What with that 93% marginal tax rate [regular readers will know what I'm talking about], I might as well just answer this one for free . . .

My first question is what happened in gllamm? My general impression is that gllamm is more reliable than lme4 etc for nonlinear models. Another option is to try bglmer–the regularization in the priors should make the computation more stable. I don’t know Mplus so can’t say about that, but, no, I wouldn’t recommend Bugs–my guess is that would be too slow.

Another option is some sort of intermediate approach, such as: Fit one of those simpler models that you like. In that simpler model, compute and save the “linear predictor” (X*beta). Then use this as a single predictor (maybe it can have a varying slope also) in a multilevel model. Or something like that. If you have a simpler model that you understand, then you should be able to blaze a trail from there to the model you finally want to fit.

Adkins sent an update:

I was finally able to get stable, sensible estimates in lme4 after 1) rescaling age (to avoid estimating a very small random effect variance) and 2) moving to the 64-bit version of R. To answer your question, my sense was that gllamm would get stuck in a flat, slightly bumpy portion of the likelihood function and couldn’t get out to move toward the global optimum. Could have probably circumvented this with good starts but I figured things out in lme4 first.

Aaahhh–rescaling. That’s advice I gave someone else the other day, oddly enough. I should’ve thought of that.

Is bglmer available somewhere?

**Requirement 1**
Name every piece of software or programming language mentioned in the thread on fitting multilevel models.
**Requirement 2**
Write the next part of the thread on fitting multilevel models, picking up after its final line.
The listing after this has no connection to the thread on fitting multilevel models.

**Recorded data**
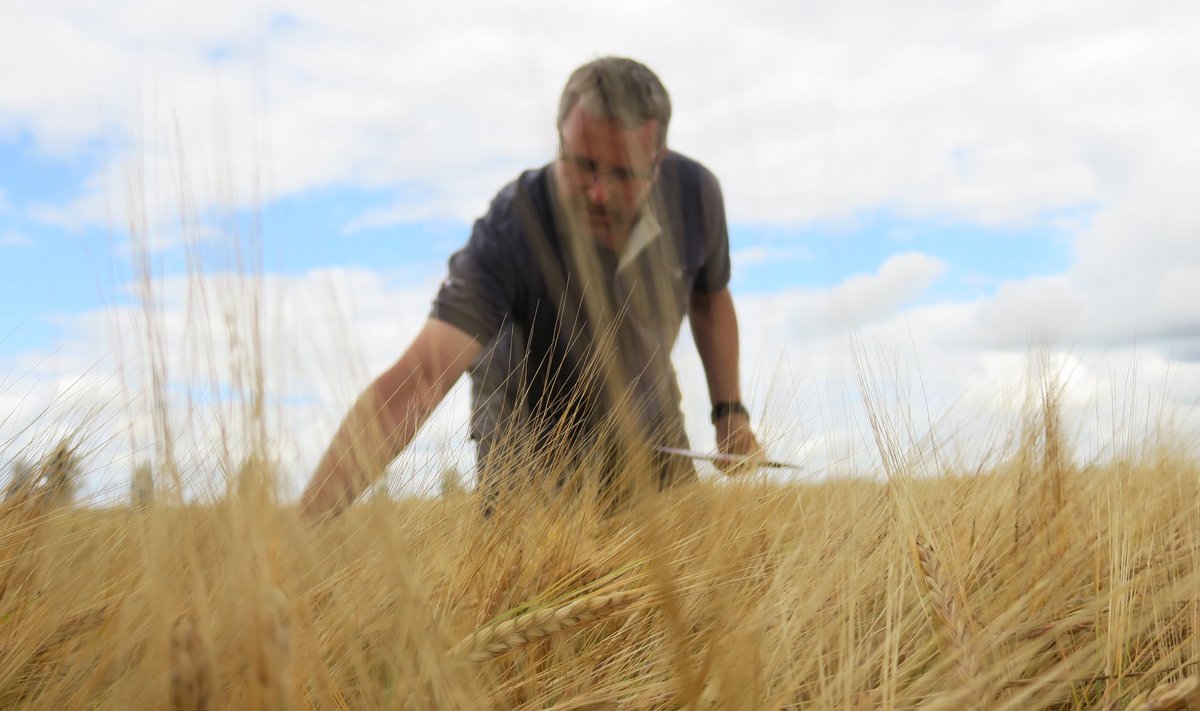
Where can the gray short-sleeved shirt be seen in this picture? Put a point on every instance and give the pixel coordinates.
(575, 332)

**Task result 1**
gllamm, lme4, bglmer, Mplus, Bugs, R

**Task result 2**
Very soon!

With a big dataset and these problems, I think we should move to compute the MCMC in C, calling it from R. Do you know of any site where there is a sample code to do this with hierarchical models? It would help us to adapt the code to fit our needs. The other day I was having trouble with the task of generate random number from a Wwishart Distribution in C.

Manoel

@Manoel: check out the MCMCglmm package (particularly the rIW function, which samples from the "conditional inverse Wishart distribution" based on C code), and which is GPL …

What with that 93% marginal tax rate [regular readers will know what I'm talking about], I might as well just answer this one for free . . .

As long as you're referencing this "fact", you should reference my previous post where I show this is fallacious.

Or it must have been debunked in detail in the blogosphere.

Yes, I was kidding about the 93% tax rate. I just threw that one out for the amusement of the regular readers.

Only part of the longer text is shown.